- _SHORT EXERCISE_: Retype word for word the stretch of the volunteer attorney centers passage below from "The first center" through "civil legal matters.".

- _TEXT EXCERPT_:
The first center was opened on Kauai in 2011, and now there are centers available throughout the state to provide litigants representing themselves with volunteer attorneys who assist with free consultations regarding civil legal matters.

“This milestone is a testament to the hard work and dedication of the hundreds of volunteer attorneys who have donated their time and professionalism to helping those who otherwise might not be able to afford a lawyer,” said Chief Justice Mark Recktenwald.  “I’d also like to extend a special thanks to the Hawai’i Access to Justice Commission, the Hawai’i State Bar Association, all county bar associations, Legal Aid Society of Hawai’i and its AmeriCorps program, and our partners in the community who have helped us make significant strides in providing greater access to justice.”

Object location annotation data:
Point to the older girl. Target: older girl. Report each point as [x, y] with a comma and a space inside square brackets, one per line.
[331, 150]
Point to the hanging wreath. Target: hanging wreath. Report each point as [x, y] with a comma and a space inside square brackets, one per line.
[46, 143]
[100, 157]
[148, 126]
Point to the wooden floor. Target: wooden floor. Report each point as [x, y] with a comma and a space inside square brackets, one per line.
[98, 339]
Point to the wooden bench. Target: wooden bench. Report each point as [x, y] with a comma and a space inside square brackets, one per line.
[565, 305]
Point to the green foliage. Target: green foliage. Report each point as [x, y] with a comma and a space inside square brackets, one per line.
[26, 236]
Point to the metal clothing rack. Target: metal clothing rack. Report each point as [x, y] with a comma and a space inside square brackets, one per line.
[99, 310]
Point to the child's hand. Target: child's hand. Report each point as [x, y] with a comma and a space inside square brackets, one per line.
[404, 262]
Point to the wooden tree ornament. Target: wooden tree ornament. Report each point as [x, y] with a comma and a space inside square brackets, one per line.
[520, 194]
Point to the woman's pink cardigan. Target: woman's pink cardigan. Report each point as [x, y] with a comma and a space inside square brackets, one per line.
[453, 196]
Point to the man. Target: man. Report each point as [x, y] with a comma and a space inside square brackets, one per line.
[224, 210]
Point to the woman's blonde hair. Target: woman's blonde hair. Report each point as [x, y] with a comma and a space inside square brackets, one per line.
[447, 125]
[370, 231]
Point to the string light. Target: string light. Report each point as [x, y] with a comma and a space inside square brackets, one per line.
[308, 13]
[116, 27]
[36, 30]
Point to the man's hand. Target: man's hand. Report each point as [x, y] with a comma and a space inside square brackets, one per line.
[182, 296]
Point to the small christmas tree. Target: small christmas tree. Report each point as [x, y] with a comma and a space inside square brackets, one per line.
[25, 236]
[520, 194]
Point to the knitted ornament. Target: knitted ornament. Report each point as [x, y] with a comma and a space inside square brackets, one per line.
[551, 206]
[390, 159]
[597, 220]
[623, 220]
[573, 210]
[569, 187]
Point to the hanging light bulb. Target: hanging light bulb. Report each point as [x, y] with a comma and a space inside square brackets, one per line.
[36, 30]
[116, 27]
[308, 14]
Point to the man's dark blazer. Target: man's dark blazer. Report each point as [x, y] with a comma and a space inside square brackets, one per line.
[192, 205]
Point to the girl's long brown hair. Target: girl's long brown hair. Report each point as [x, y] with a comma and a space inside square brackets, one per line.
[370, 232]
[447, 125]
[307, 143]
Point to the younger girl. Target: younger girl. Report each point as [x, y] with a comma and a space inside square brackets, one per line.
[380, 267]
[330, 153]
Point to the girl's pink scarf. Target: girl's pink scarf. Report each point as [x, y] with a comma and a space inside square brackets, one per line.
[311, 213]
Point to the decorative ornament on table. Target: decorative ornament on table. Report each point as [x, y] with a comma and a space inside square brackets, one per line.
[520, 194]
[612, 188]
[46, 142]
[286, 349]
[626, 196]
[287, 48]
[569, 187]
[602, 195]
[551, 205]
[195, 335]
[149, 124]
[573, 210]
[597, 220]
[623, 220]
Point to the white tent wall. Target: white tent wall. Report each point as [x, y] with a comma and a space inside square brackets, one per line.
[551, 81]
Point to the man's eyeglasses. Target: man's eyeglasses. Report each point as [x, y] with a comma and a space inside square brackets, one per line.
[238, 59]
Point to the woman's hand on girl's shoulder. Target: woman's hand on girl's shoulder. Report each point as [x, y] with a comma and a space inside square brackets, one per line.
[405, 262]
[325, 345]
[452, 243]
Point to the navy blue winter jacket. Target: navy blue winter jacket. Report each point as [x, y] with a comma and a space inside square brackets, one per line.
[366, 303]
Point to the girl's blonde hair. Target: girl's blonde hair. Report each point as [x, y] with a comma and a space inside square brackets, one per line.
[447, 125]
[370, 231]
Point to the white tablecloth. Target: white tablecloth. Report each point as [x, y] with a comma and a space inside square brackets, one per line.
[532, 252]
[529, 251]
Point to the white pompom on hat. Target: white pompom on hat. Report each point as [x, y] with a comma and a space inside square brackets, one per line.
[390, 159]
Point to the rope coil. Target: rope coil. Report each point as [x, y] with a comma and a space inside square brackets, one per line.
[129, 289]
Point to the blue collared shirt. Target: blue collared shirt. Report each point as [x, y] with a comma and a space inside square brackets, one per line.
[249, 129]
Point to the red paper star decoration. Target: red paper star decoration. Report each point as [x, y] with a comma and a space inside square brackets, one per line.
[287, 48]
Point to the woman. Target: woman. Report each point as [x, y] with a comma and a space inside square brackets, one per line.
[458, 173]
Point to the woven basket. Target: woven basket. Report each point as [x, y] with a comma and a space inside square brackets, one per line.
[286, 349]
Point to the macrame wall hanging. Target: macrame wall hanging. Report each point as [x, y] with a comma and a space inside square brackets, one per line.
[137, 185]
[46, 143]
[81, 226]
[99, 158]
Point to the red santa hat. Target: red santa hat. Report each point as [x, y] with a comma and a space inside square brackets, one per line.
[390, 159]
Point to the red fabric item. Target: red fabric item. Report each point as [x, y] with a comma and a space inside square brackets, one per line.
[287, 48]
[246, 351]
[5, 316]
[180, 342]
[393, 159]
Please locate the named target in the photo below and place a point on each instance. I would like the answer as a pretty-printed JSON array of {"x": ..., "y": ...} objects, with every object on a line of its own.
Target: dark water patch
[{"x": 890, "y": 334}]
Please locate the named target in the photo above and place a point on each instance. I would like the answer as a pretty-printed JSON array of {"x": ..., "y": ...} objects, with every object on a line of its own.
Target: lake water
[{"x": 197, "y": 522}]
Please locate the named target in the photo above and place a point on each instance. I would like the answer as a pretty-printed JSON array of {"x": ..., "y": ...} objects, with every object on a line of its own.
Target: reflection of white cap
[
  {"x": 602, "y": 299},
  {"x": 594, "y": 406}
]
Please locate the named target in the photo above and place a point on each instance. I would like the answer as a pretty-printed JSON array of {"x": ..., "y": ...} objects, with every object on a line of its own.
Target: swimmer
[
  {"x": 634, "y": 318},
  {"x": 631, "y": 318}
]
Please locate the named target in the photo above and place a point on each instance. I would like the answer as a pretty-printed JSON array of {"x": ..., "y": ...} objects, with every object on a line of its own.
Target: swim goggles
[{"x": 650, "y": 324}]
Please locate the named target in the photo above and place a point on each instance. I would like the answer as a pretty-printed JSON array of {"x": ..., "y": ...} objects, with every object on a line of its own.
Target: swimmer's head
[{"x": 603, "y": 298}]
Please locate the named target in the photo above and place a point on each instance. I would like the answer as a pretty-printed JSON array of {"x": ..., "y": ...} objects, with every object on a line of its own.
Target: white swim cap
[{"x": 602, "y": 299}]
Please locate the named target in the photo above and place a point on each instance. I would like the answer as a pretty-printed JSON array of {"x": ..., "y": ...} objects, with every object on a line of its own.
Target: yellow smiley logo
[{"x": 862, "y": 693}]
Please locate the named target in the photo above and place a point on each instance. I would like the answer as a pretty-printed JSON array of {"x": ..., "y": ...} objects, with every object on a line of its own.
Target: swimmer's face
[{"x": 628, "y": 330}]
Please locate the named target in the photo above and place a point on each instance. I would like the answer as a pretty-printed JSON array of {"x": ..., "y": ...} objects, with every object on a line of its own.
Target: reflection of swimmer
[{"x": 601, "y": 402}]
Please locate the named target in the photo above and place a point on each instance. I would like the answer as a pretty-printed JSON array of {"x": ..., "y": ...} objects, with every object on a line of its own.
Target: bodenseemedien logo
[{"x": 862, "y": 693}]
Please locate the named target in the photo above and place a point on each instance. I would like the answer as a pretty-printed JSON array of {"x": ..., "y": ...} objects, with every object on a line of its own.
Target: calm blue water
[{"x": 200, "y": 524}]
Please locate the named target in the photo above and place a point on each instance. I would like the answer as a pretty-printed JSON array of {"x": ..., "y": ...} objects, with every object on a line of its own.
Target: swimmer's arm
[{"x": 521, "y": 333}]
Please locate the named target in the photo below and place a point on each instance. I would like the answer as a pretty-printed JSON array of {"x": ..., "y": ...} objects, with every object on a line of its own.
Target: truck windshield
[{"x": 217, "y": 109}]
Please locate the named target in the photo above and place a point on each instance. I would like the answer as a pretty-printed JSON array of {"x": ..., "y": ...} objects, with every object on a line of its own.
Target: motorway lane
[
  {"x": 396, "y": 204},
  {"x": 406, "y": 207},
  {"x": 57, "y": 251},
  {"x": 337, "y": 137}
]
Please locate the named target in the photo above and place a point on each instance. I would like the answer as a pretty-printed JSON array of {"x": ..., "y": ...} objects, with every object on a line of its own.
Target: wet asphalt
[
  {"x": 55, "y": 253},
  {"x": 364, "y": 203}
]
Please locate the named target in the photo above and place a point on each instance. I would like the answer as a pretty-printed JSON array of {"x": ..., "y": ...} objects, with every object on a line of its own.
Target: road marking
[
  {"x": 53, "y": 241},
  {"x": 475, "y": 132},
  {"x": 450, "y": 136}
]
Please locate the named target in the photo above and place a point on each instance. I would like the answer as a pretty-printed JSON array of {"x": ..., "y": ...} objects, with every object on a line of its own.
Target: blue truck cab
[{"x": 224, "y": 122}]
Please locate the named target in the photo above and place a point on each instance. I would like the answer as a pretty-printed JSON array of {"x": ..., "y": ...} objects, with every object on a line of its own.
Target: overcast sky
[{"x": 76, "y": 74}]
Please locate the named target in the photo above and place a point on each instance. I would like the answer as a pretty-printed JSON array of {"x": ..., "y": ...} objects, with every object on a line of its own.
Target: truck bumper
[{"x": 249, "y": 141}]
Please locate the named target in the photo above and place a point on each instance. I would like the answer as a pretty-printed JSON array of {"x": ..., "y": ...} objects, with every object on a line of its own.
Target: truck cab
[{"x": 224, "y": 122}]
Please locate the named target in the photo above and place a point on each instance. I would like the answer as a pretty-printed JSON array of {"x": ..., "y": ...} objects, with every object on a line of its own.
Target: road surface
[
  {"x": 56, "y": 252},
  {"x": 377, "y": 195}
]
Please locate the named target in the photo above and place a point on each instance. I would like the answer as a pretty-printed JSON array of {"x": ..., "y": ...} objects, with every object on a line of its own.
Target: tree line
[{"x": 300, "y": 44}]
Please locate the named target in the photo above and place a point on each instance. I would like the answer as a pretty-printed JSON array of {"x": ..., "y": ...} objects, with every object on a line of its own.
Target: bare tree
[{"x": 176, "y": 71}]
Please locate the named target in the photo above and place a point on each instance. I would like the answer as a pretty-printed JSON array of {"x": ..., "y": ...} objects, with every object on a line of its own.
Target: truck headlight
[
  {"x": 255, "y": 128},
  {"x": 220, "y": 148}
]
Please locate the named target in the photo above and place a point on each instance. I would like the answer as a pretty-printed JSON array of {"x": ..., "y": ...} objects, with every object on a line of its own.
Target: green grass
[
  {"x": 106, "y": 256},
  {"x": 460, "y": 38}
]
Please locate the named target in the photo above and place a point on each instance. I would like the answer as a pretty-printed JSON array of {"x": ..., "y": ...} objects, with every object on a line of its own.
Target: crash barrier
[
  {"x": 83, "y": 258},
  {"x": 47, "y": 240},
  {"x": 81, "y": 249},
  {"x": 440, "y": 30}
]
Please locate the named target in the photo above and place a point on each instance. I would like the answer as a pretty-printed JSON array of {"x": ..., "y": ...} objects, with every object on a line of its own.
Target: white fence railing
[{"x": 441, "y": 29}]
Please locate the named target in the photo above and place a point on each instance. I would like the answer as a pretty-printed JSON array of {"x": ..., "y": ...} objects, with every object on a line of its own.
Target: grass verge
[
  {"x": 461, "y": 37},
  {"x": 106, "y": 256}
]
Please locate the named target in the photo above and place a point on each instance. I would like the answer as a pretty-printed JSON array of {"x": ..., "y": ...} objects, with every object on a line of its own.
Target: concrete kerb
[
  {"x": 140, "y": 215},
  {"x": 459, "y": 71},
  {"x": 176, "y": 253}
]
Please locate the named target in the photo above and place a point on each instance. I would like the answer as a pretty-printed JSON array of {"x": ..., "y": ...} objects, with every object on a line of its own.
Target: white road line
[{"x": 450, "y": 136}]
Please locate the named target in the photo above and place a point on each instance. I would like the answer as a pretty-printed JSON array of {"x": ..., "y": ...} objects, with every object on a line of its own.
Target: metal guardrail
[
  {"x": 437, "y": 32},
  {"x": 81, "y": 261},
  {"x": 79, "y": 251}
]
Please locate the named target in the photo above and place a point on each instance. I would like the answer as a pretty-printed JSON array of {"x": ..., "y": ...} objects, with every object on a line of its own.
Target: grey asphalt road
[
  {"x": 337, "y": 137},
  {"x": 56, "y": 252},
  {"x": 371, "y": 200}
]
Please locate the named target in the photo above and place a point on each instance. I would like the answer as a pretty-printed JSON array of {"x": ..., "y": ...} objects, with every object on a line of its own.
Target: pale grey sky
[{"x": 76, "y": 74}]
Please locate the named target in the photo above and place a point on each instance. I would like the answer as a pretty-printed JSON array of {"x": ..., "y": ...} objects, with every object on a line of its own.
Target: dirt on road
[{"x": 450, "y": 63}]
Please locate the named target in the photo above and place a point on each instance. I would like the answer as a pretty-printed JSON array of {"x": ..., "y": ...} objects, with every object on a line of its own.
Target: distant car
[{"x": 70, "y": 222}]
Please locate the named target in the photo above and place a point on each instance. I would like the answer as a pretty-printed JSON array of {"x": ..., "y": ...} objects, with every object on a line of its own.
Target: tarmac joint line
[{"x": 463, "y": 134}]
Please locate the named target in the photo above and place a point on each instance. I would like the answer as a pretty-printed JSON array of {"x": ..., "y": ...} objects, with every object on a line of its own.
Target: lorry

- _TASK SOLUTION_:
The first center was opened on Kauai in 2011, and now there are centers available throughout the state to provide litigants representing themselves with volunteer attorneys who assist with free consultations regarding civil legal matters.